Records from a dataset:
========================
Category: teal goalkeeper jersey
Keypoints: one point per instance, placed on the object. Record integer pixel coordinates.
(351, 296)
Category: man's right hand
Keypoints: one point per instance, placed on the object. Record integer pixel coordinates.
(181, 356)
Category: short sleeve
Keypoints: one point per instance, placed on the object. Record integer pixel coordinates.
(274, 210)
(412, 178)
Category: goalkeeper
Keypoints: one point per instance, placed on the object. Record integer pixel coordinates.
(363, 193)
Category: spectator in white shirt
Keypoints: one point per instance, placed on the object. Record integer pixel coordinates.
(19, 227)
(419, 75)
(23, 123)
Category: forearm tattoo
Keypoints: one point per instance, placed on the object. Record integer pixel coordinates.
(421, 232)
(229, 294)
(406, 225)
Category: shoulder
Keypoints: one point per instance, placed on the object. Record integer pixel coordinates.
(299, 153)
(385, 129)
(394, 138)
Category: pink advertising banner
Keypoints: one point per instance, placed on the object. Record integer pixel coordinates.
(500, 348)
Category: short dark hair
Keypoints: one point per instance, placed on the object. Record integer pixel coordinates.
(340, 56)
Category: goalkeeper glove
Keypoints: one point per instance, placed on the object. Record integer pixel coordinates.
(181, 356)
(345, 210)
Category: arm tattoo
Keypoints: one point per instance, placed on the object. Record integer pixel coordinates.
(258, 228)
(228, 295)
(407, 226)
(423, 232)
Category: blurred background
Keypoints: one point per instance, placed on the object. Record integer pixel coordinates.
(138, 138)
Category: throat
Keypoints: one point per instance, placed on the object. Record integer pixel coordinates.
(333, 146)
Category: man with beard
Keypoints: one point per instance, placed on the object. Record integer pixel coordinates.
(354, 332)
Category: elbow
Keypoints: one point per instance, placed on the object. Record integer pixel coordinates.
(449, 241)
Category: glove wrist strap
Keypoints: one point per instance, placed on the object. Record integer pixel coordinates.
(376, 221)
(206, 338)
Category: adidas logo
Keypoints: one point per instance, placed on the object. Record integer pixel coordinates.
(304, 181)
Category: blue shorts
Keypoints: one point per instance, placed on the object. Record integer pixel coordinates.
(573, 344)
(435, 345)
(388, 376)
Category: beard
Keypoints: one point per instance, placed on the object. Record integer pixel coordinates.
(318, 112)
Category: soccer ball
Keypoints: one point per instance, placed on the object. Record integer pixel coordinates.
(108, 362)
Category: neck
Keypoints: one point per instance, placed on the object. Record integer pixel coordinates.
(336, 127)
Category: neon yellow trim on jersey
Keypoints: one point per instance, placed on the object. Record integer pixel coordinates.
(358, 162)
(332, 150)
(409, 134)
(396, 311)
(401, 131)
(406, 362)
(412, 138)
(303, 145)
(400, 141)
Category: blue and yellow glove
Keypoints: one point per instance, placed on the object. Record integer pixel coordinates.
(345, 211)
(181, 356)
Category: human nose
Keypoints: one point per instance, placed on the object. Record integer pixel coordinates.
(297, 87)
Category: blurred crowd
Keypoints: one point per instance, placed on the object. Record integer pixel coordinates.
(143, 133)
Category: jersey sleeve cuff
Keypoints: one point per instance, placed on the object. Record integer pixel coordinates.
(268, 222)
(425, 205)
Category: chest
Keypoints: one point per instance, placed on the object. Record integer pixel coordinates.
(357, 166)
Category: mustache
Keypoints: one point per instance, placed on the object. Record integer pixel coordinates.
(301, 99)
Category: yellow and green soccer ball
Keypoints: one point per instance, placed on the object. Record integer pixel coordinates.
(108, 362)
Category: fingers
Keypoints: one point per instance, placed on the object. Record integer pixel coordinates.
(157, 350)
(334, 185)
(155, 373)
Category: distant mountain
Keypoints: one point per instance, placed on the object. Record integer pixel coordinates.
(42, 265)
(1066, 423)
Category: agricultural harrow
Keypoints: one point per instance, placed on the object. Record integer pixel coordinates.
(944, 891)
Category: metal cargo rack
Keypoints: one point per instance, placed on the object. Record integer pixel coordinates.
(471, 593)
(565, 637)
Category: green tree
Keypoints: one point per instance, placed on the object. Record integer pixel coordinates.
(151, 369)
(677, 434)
========================
*Task to carry out:* Each record should be repeated in full, exactly as it is written.

*Answer to the exercise:*
Category: teal goalkeeper jersey
Keypoints: one point per instance, placed on the object. Record integer pixel coordinates.
(351, 296)
Category: man's right hand
Keypoints: one point per instance, placed on the object. Record integer pixel coordinates.
(181, 356)
Category: short sleeve
Keypoints: one point per instance, placed on the object. Record integer pixel coordinates.
(274, 210)
(412, 178)
Category: goalkeeper
Keypoints: one point per instance, placed on the object. Record integer pixel coordinates.
(363, 193)
Category: spectator in white shirt
Keypoints: one point per instance, placed on the object. Record integer pixel coordinates.
(19, 227)
(419, 75)
(23, 123)
Category: forearm tattoo
Keypoints: one point per instance, placed on the object. Record integer pixel coordinates.
(421, 232)
(229, 294)
(406, 225)
Category: shoulder
Keypoints: one point per instance, placed on the object. Record integer pixel coordinates.
(299, 153)
(385, 129)
(394, 138)
Category: pink advertising banner
Keypoints: one point per instance, placed on the object. Record integer pixel coordinates.
(500, 348)
Category: short dark hair
Keypoints: one point per instance, placed on the object. Record integer pixel coordinates.
(340, 56)
Category: goalkeeper glove
Keypoints: one point per instance, placed on the object. Record integer pixel coordinates.
(181, 356)
(345, 210)
Category: arm tattoo
Keypoints: one point per instance, placed on the object. Record integer pixel coordinates.
(258, 228)
(228, 295)
(407, 226)
(423, 232)
Category: blurred background
Keypoints: one point per instance, placed on the object. Record integer pixel coordinates.
(138, 138)
Category: throat
Keypoints: one point per instance, placed on the object. Record integer pixel coordinates.
(333, 146)
Category: man with beard
Keypoints: one point per instance, placed on the object. Record integer pixel coordinates.
(354, 332)
Category: elbow
Keypoints: one point per instance, placed on the object. Record integer pixel coordinates.
(449, 241)
Category: glove wrist strap
Keypoints: one point per instance, placed on the object. Record integer pixel coordinates.
(376, 221)
(206, 338)
Category: adidas logo
Keypoints: one point per instance, placed on the object. Record integer pixel coordinates.
(304, 181)
Category: blue shorts
Keypoints: one point per instance, placed on the object. Record integer pixel coordinates.
(573, 344)
(435, 345)
(388, 376)
Category: beard
Keypoints: one point per instance, placed on the object. Record integer pixel coordinates.
(318, 112)
Category: soccer ball
Keypoints: one point per instance, placed on the object. Record integer pixel coordinates.
(108, 362)
Category: neck
Keypoints: one point per instance, placed on the object. Record integer pixel coordinates.
(336, 127)
Category: neon yellow trim on jersey
Keypoints: one point per instance, placed on the object. Record integer pixel coordinates.
(358, 162)
(332, 150)
(409, 134)
(396, 311)
(401, 131)
(406, 362)
(412, 138)
(303, 145)
(400, 141)
Category: blue and yellow glove
Keypoints: one point per instance, placed on the object. Record integer pixel coordinates.
(345, 211)
(181, 356)
Category: human nose
Keypoints: one point per instance, placed on the object. Record integer pixel coordinates.
(297, 87)
Category: blurred crowd
Keypoints: one point per instance, placed on the object. Record integer pixel coordinates.
(143, 133)
Category: jersey sleeve cuff
Keypoints: one point per instance, placed on the object. Record integer pixel coordinates.
(268, 222)
(425, 205)
Category: chest
Keypoints: one point per instance, placed on the object. Record integer pixel coordinates.
(357, 166)
Category: mustache
Keypoints: one point per instance, placed on the object. Record integer pixel coordinates.
(301, 99)
Category: yellow and green soccer ball
Keypoints: one point per instance, placed on the object. Record integer pixel coordinates.
(108, 362)
Category: fingers
Keypoints: one point per instance, placed on the object. Record integer pixel coordinates.
(157, 350)
(334, 185)
(155, 373)
Category: distant mountain
Keypoints: one point per instance, placed on the object. Record integer pixel coordinates.
(42, 265)
(1066, 423)
Category: agricultural harrow
Keypoints: one point per instance, placed on the object. Record integer pixel coordinates.
(944, 891)
Category: metal cargo rack
Keypoints: one point per instance, placed on the object. Record integer pixel coordinates.
(471, 593)
(565, 637)
Category: green tree
Keypoints: one point per instance, placed on the object. Record integer pixel coordinates.
(151, 369)
(677, 434)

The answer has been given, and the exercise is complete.